____ PROVIDED ENTRIES

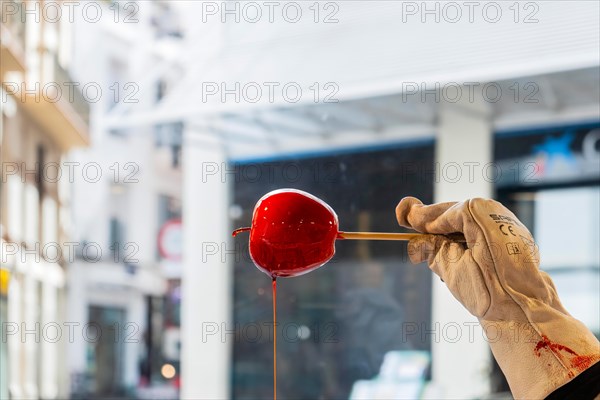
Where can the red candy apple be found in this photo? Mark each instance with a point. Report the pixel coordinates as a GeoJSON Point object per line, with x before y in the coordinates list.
{"type": "Point", "coordinates": [292, 233]}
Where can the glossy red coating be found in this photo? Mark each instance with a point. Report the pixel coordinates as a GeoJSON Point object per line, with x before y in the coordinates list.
{"type": "Point", "coordinates": [292, 233]}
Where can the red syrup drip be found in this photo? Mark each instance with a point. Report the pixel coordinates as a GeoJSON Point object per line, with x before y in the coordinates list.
{"type": "Point", "coordinates": [580, 363]}
{"type": "Point", "coordinates": [274, 338]}
{"type": "Point", "coordinates": [239, 230]}
{"type": "Point", "coordinates": [292, 233]}
{"type": "Point", "coordinates": [553, 347]}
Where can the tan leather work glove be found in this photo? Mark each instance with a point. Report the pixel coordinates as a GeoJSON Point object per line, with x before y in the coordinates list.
{"type": "Point", "coordinates": [496, 276]}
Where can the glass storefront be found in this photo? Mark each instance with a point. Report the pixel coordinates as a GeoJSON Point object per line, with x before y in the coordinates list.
{"type": "Point", "coordinates": [337, 325]}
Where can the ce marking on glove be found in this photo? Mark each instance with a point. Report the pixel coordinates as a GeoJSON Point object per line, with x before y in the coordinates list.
{"type": "Point", "coordinates": [501, 226]}
{"type": "Point", "coordinates": [513, 248]}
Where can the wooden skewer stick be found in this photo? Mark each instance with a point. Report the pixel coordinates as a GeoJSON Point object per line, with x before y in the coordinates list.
{"type": "Point", "coordinates": [457, 237]}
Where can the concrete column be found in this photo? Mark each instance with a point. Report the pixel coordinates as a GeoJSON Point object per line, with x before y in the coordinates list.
{"type": "Point", "coordinates": [206, 276]}
{"type": "Point", "coordinates": [463, 147]}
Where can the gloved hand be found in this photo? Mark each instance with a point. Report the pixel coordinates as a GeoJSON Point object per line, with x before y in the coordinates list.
{"type": "Point", "coordinates": [496, 276]}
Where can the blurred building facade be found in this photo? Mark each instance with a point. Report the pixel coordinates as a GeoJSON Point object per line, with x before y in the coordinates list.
{"type": "Point", "coordinates": [133, 214]}
{"type": "Point", "coordinates": [42, 119]}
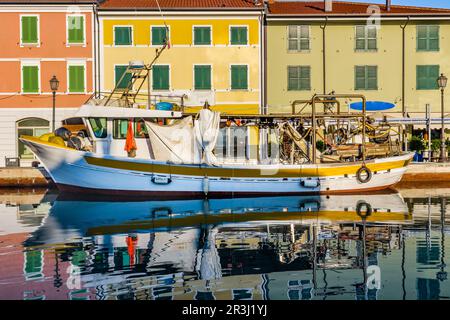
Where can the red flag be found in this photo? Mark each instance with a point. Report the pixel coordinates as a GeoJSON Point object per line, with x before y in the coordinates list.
{"type": "Point", "coordinates": [130, 143]}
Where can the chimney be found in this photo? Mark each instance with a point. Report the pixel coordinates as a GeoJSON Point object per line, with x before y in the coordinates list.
{"type": "Point", "coordinates": [328, 5]}
{"type": "Point", "coordinates": [388, 5]}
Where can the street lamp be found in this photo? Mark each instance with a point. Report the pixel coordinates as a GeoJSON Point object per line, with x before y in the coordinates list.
{"type": "Point", "coordinates": [54, 84]}
{"type": "Point", "coordinates": [442, 83]}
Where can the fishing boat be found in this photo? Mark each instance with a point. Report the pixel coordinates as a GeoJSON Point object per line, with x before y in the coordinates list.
{"type": "Point", "coordinates": [143, 144]}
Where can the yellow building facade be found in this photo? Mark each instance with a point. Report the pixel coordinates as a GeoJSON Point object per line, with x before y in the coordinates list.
{"type": "Point", "coordinates": [397, 60]}
{"type": "Point", "coordinates": [214, 57]}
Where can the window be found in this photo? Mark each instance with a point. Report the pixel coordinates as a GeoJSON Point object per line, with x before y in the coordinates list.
{"type": "Point", "coordinates": [202, 77]}
{"type": "Point", "coordinates": [298, 38]}
{"type": "Point", "coordinates": [427, 77]}
{"type": "Point", "coordinates": [202, 36]}
{"type": "Point", "coordinates": [299, 78]}
{"type": "Point", "coordinates": [75, 29]}
{"type": "Point", "coordinates": [427, 38]}
{"type": "Point", "coordinates": [120, 128]}
{"type": "Point", "coordinates": [99, 127]}
{"type": "Point", "coordinates": [76, 78]}
{"type": "Point", "coordinates": [366, 78]}
{"type": "Point", "coordinates": [123, 36]}
{"type": "Point", "coordinates": [239, 77]}
{"type": "Point", "coordinates": [238, 35]}
{"type": "Point", "coordinates": [29, 29]}
{"type": "Point", "coordinates": [140, 129]}
{"type": "Point", "coordinates": [30, 78]}
{"type": "Point", "coordinates": [30, 127]}
{"type": "Point", "coordinates": [160, 78]}
{"type": "Point", "coordinates": [159, 35]}
{"type": "Point", "coordinates": [126, 80]}
{"type": "Point", "coordinates": [366, 38]}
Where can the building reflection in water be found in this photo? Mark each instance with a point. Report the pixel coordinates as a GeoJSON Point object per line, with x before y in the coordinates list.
{"type": "Point", "coordinates": [297, 248]}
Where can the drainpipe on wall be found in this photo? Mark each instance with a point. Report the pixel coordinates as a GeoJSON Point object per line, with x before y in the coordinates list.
{"type": "Point", "coordinates": [405, 141]}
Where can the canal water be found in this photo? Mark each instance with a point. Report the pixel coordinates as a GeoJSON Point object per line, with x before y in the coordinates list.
{"type": "Point", "coordinates": [353, 247]}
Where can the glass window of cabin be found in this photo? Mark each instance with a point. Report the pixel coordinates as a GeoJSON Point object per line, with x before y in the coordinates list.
{"type": "Point", "coordinates": [120, 128]}
{"type": "Point", "coordinates": [76, 78]}
{"type": "Point", "coordinates": [75, 29]}
{"type": "Point", "coordinates": [161, 77]}
{"type": "Point", "coordinates": [140, 129]}
{"type": "Point", "coordinates": [99, 127]}
{"type": "Point", "coordinates": [299, 78]}
{"type": "Point", "coordinates": [298, 38]}
{"type": "Point", "coordinates": [29, 29]}
{"type": "Point", "coordinates": [366, 78]}
{"type": "Point", "coordinates": [239, 77]}
{"type": "Point", "coordinates": [202, 77]}
{"type": "Point", "coordinates": [123, 36]}
{"type": "Point", "coordinates": [30, 127]}
{"type": "Point", "coordinates": [366, 38]}
{"type": "Point", "coordinates": [122, 83]}
{"type": "Point", "coordinates": [427, 77]}
{"type": "Point", "coordinates": [239, 35]}
{"type": "Point", "coordinates": [159, 35]}
{"type": "Point", "coordinates": [30, 79]}
{"type": "Point", "coordinates": [202, 36]}
{"type": "Point", "coordinates": [428, 38]}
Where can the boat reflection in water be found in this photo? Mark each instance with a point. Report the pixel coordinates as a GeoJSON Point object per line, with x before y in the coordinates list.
{"type": "Point", "coordinates": [245, 248]}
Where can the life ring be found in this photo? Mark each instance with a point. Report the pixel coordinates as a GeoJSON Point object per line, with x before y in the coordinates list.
{"type": "Point", "coordinates": [359, 205]}
{"type": "Point", "coordinates": [361, 171]}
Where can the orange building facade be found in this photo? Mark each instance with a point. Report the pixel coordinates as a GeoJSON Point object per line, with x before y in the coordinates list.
{"type": "Point", "coordinates": [42, 40]}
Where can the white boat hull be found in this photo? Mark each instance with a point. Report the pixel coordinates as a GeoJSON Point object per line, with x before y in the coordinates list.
{"type": "Point", "coordinates": [74, 170]}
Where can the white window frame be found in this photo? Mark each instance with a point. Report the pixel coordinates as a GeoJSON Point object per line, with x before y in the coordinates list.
{"type": "Point", "coordinates": [210, 31]}
{"type": "Point", "coordinates": [151, 33]}
{"type": "Point", "coordinates": [193, 77]}
{"type": "Point", "coordinates": [299, 26]}
{"type": "Point", "coordinates": [248, 76]}
{"type": "Point", "coordinates": [68, 44]}
{"type": "Point", "coordinates": [366, 38]}
{"type": "Point", "coordinates": [114, 35]}
{"type": "Point", "coordinates": [170, 77]}
{"type": "Point", "coordinates": [76, 63]}
{"type": "Point", "coordinates": [38, 43]}
{"type": "Point", "coordinates": [31, 63]}
{"type": "Point", "coordinates": [239, 26]}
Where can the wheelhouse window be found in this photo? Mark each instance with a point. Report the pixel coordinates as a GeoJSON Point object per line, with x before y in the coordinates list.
{"type": "Point", "coordinates": [99, 127]}
{"type": "Point", "coordinates": [366, 38]}
{"type": "Point", "coordinates": [30, 127]}
{"type": "Point", "coordinates": [75, 29]}
{"type": "Point", "coordinates": [298, 38]}
{"type": "Point", "coordinates": [123, 36]}
{"type": "Point", "coordinates": [120, 128]}
{"type": "Point", "coordinates": [29, 30]}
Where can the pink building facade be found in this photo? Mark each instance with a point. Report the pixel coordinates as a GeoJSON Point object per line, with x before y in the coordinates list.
{"type": "Point", "coordinates": [43, 39]}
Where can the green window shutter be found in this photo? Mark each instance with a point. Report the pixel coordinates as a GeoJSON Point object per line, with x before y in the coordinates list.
{"type": "Point", "coordinates": [76, 78]}
{"type": "Point", "coordinates": [75, 25]}
{"type": "Point", "coordinates": [239, 77]}
{"type": "Point", "coordinates": [239, 35]}
{"type": "Point", "coordinates": [30, 79]}
{"type": "Point", "coordinates": [202, 35]}
{"type": "Point", "coordinates": [126, 81]}
{"type": "Point", "coordinates": [161, 78]}
{"type": "Point", "coordinates": [29, 30]}
{"type": "Point", "coordinates": [158, 36]}
{"type": "Point", "coordinates": [122, 36]}
{"type": "Point", "coordinates": [427, 77]}
{"type": "Point", "coordinates": [202, 75]}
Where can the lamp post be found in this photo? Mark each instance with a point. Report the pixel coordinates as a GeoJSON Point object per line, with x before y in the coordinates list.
{"type": "Point", "coordinates": [54, 84]}
{"type": "Point", "coordinates": [442, 83]}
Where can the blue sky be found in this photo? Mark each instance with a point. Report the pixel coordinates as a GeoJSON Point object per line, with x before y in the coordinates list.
{"type": "Point", "coordinates": [420, 3]}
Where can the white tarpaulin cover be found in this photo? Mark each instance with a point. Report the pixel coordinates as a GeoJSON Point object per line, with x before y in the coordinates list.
{"type": "Point", "coordinates": [183, 142]}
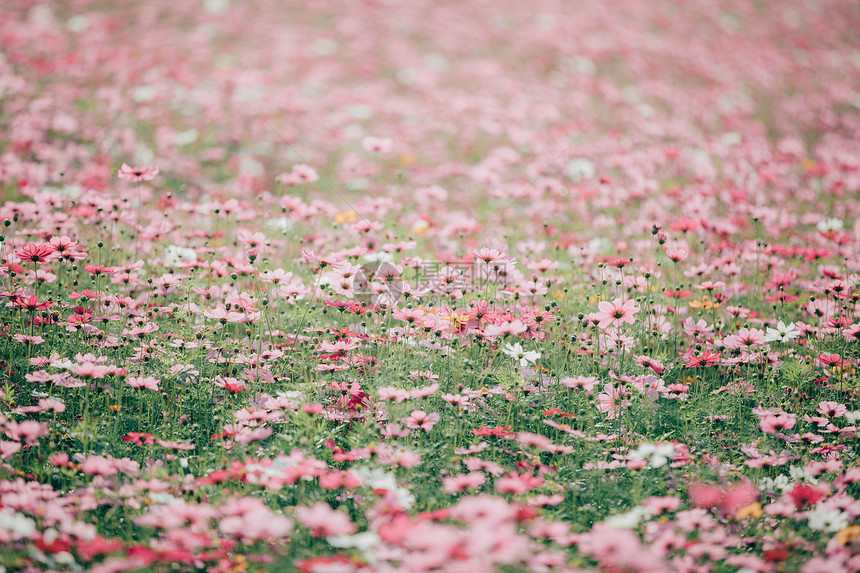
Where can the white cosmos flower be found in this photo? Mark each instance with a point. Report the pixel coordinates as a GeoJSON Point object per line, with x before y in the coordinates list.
{"type": "Point", "coordinates": [823, 518]}
{"type": "Point", "coordinates": [781, 333]}
{"type": "Point", "coordinates": [516, 352]}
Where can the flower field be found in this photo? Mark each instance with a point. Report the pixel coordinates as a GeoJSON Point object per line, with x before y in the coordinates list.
{"type": "Point", "coordinates": [430, 286]}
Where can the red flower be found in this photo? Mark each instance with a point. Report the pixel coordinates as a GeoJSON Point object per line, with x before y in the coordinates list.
{"type": "Point", "coordinates": [35, 253]}
{"type": "Point", "coordinates": [137, 174]}
{"type": "Point", "coordinates": [32, 303]}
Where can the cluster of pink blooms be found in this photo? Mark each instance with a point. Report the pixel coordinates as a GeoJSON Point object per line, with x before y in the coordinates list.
{"type": "Point", "coordinates": [430, 286]}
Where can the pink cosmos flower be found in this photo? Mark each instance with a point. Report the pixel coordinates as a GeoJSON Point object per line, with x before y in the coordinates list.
{"type": "Point", "coordinates": [616, 313]}
{"type": "Point", "coordinates": [147, 382]}
{"type": "Point", "coordinates": [609, 402]}
{"type": "Point", "coordinates": [35, 253]}
{"type": "Point", "coordinates": [771, 423]}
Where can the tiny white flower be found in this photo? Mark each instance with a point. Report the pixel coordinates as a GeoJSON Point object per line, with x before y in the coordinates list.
{"type": "Point", "coordinates": [826, 225]}
{"type": "Point", "coordinates": [829, 519]}
{"type": "Point", "coordinates": [657, 455]}
{"type": "Point", "coordinates": [17, 525]}
{"type": "Point", "coordinates": [629, 519]}
{"type": "Point", "coordinates": [782, 333]}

________

WORK REQUIRED
Copy out, word for word, the stretch of the listing above from the line containing "Where can the tiny" through the final line of the listing, both ends included.

EXPECTED OUTPUT
Where can the tiny white flower be found in this photo? Mark each instance with a point. Report the pixel coordinates as a GeoJSON Point object per line, with x before y in the coordinates list.
{"type": "Point", "coordinates": [826, 225]}
{"type": "Point", "coordinates": [829, 519]}
{"type": "Point", "coordinates": [657, 455]}
{"type": "Point", "coordinates": [17, 525]}
{"type": "Point", "coordinates": [629, 519]}
{"type": "Point", "coordinates": [782, 333]}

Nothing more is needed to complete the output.